Quote the entries below from the line with "x=188, y=420" through the line with "x=462, y=362", both ends included, and only those lines.

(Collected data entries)

#####

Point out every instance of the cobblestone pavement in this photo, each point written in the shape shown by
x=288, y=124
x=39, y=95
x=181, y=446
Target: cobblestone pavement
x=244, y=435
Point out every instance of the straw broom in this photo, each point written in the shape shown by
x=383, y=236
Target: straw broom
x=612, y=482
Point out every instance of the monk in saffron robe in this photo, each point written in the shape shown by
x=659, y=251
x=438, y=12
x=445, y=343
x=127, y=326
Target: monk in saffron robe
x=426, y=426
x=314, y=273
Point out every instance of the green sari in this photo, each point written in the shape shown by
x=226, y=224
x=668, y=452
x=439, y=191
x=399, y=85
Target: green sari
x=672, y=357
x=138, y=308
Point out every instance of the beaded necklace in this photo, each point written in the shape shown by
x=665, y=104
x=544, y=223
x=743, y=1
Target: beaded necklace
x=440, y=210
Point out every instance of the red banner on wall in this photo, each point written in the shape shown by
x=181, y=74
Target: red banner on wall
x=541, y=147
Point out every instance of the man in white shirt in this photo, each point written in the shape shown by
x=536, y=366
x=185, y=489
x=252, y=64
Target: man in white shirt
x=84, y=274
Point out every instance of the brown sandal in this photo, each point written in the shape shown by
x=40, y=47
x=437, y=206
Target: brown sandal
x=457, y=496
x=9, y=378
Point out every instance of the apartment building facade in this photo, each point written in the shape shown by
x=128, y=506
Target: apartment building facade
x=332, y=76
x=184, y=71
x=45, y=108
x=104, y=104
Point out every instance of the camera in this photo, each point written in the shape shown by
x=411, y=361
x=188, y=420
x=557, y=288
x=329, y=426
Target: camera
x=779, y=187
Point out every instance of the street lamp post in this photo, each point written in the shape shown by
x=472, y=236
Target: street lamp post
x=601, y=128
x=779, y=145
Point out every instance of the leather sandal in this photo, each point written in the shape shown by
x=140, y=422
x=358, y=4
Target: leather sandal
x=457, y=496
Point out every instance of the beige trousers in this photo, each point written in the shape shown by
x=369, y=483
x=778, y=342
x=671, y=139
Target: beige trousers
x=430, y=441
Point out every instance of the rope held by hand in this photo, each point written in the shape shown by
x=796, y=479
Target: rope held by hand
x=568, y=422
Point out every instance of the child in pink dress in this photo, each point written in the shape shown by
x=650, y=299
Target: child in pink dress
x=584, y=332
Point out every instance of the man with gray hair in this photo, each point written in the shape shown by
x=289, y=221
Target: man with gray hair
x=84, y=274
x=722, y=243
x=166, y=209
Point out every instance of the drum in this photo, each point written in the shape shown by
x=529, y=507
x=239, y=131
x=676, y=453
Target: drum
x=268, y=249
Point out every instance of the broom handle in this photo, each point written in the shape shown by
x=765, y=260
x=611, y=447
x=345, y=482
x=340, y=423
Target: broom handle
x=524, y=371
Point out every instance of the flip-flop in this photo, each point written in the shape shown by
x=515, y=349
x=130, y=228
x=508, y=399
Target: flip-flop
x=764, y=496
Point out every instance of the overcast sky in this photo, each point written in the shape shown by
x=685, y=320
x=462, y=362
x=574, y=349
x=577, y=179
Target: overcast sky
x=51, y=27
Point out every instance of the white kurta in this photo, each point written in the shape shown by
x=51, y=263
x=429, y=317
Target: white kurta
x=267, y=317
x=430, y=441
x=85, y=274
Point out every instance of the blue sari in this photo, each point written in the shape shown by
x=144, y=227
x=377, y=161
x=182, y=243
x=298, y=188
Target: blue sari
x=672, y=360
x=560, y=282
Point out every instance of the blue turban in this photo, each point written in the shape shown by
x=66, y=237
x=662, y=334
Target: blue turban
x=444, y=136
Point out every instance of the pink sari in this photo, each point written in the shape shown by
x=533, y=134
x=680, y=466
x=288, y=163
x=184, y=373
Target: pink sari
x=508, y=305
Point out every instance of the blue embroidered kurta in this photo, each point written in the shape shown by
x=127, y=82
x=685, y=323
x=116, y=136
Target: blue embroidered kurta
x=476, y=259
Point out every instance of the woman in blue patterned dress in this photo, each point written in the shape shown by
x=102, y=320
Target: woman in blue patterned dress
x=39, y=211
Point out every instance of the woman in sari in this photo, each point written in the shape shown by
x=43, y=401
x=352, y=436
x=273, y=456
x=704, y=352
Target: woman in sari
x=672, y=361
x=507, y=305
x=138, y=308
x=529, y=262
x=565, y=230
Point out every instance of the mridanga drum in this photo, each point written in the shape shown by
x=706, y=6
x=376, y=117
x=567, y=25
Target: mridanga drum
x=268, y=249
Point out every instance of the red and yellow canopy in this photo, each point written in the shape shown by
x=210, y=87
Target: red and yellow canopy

#####

#### Answer space
x=188, y=420
x=557, y=288
x=329, y=426
Target: camera
x=779, y=187
Point out every instance of the street lamp post in this photo, each point written in the shape shown by
x=472, y=236
Target: street lamp post
x=601, y=128
x=779, y=145
Point out every instance of the leather sandal in this photo, each point written in the shape shown by
x=140, y=422
x=358, y=4
Target: leather sandal
x=457, y=496
Point out every instance of the beige trousers in this photo, each point written in the shape shown by
x=369, y=483
x=778, y=342
x=671, y=139
Target: beige trousers
x=430, y=441
Point out every instance of the rope held by hand in this photo, each point written in the shape shown by
x=796, y=479
Target: rope held by hand
x=568, y=422
Point out every instance of the child in pink dress in this photo, each point written in the shape shown by
x=650, y=299
Target: child in pink dress
x=584, y=332
Point out every instance of the man with gray hair in this photo, each point written in the shape shown by
x=289, y=221
Target: man with gray hair
x=84, y=274
x=722, y=243
x=166, y=209
Point out every instance of the drum in this photo, each point written in the shape shown by
x=529, y=507
x=239, y=131
x=676, y=453
Target: drum
x=268, y=249
Point out every instance of the broom handle in this photo, each point written in the shape shown by
x=765, y=260
x=611, y=447
x=345, y=482
x=340, y=423
Target: broom handle
x=524, y=371
Point out every instance of the flip-flop in this photo, each point written in the shape shown by
x=515, y=349
x=130, y=228
x=508, y=399
Target: flip-flop
x=764, y=496
Point out every instance of the overcast sky in this photo, each point written in the shape shown by
x=685, y=320
x=462, y=362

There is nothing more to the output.